+++ TEXTO FORNECIDO

20.4.25

Poderes grotescos e discursos que fazem rir

 


«A sabedoria popular diz que há males que vêm por bem. Sou supersticioso, tenho medo de contrariar o povo. Mas tenho para mim que quase sempre os males vêm por mal, e certos poderes distribuem-nos generosamente. Os casos maiores são os de Putin e Netanyahu. E Trump? Esse, ilustra na perfeição o protagonista dos poderes grotescos — expressão que tomo de Michel Foucault, na sua aula de 8 de janeiro de 1975, no Collège de France (aulas reunidas no livro Les anormaux). Poderíamos também deter-nos em Bolsonaro. Ou recuar uns anos e pensar num dos mais primorosos executantes do estilo: Silvio Berlusconi. Estes juntavam aos poderes grotescos os discursos que fazem rir — para continuar com as expressões de Foucault nessa célebre aula.

A sua análise revela-nos como o grotesco não é um acidente na história do poder, mas algo sempre presente ao longo dos tempos. Não se trata, pois, de excecionalidade, mas de regularidade — o que o dá como algo de essencial nos rituais de exercício do poder. Recua ao império romano, à figura do imperador e ao ridículo que o habitava. Vem até ao nazismo e a Mussolini para evidenciar o grotesco como um dos procedimentos essenciais à soberania arbitrária: “Mostrando explicitamente o poder como abjeto, infame, ubuesco ou simplesmente ridículo, não se trata, creio, de limitar seus efeitos e descoroar magicamente aquele a quem é dada a coroa. Parece-me que se trata, ao contrário, de manifestar da forma mais patente a incontornabilidade, a inevitabilidade do poder, que pode precisamente funcionar com todo o seu rigor e na ponta extrema da sua racionalidade violenta, mesmo quando está nas mãos de alguém efetivamente desqualificado”.

++++++
+++ DADOS ARMAZENADOS

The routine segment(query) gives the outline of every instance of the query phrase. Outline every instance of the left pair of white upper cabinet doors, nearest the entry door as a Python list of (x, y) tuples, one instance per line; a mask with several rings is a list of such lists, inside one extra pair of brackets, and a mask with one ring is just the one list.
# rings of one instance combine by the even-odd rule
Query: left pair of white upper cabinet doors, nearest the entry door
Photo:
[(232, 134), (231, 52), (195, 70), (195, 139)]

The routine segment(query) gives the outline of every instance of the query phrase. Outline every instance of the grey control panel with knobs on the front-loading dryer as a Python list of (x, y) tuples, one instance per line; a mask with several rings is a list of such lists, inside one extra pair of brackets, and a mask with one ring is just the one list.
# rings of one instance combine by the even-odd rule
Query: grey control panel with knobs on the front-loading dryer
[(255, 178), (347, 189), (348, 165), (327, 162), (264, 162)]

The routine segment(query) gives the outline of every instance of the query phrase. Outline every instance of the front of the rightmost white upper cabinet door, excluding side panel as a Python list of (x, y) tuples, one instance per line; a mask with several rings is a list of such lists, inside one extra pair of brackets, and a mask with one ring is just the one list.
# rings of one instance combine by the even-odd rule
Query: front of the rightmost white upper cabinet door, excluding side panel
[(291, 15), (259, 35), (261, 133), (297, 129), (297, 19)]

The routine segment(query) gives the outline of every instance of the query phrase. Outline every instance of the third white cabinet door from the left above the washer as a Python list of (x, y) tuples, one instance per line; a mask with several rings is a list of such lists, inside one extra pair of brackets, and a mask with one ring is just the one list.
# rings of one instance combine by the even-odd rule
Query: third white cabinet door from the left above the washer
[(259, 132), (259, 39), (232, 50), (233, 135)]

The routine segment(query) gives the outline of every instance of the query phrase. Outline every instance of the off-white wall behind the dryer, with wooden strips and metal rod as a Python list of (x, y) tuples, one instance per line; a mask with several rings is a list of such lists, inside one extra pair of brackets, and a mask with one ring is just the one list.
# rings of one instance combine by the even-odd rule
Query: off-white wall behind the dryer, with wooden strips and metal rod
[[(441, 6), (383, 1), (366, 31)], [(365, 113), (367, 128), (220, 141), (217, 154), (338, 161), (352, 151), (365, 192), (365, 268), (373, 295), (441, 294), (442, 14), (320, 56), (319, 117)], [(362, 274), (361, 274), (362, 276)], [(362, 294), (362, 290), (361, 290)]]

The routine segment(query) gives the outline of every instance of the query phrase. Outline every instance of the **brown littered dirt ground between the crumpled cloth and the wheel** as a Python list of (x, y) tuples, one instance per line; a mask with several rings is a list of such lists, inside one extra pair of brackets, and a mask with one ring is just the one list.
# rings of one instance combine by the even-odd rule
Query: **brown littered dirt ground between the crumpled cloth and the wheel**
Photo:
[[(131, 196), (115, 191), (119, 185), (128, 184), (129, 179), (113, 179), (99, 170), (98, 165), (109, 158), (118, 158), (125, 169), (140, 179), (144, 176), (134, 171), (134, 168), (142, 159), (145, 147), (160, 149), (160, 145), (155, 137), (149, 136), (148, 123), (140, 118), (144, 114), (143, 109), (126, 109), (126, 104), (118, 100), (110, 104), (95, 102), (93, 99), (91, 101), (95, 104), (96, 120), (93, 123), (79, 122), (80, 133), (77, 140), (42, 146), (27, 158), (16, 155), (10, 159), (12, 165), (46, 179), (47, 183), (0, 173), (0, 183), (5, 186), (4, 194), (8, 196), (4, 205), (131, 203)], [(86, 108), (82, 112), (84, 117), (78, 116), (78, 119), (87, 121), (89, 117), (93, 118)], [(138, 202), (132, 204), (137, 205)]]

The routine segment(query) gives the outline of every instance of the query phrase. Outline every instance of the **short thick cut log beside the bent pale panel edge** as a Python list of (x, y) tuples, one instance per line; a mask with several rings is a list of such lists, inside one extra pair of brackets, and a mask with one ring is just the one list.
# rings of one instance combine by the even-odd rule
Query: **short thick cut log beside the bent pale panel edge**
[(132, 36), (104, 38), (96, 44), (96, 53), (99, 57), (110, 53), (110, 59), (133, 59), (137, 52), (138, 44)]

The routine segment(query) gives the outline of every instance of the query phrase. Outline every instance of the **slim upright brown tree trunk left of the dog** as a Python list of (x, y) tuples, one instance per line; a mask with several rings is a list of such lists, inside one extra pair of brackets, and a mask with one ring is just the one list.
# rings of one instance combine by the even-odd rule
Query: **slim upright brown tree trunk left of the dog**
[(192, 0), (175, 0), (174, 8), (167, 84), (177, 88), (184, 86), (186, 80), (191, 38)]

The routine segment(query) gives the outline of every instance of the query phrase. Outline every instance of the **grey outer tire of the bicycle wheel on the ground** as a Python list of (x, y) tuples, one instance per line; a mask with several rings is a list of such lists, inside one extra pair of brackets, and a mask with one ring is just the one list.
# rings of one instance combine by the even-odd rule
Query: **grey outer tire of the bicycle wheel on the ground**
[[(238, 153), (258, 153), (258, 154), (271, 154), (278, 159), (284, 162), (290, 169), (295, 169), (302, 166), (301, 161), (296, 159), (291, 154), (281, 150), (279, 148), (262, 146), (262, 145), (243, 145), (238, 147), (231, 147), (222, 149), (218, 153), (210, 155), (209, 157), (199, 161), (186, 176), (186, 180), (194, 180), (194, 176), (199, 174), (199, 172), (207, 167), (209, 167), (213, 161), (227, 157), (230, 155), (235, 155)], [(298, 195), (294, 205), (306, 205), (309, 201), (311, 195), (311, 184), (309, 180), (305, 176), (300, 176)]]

++++++

EXERCÍCIOS PROPOSTOS:
[A] Enumere todos os dirigentes políticos referidos pelo nome no texto sobre os poderes grotescos.
[B] Transcreva fielmente o trecho do texto sobre os poderes grotescos que começa em "Poderes grotescos e" e termina em "nessa célebre aula.".

RESULTADOS OBTIDOS:
[A] Putin, Netanyahu, Trump, Bolsonaro, Silvio Berlusconi, Mussolini

[B]
Poderes grotescos e discursos que fazem rir

 


«A sabedoria popular diz que há males que vêm por bem. Sou supersticioso, tenho medo de contrariar o povo. Mas tenho para mim que quase sempre os males vêm por mal, e certos poderes distribuem-nos generosamente. Os casos maiores são os de Putin e Netanyahu. E Trump? Esse, ilustra na perfeição o protagonista dos poderes grotescos — expressão que tomo de Michel Foucault, na sua aula de 8 de janeiro de 1975, no Collège de France (aulas reunidas no livro Les anormaux). Poderíamos também deter-nos em Bolsonaro. Ou recuar uns anos e pensar num dos mais primorosos executantes do estilo: Silvio Berlusconi. Estes juntavam aos poderes grotescos os discursos que fazem rir — para continuar com as expressões de Foucault nessa célebre aula.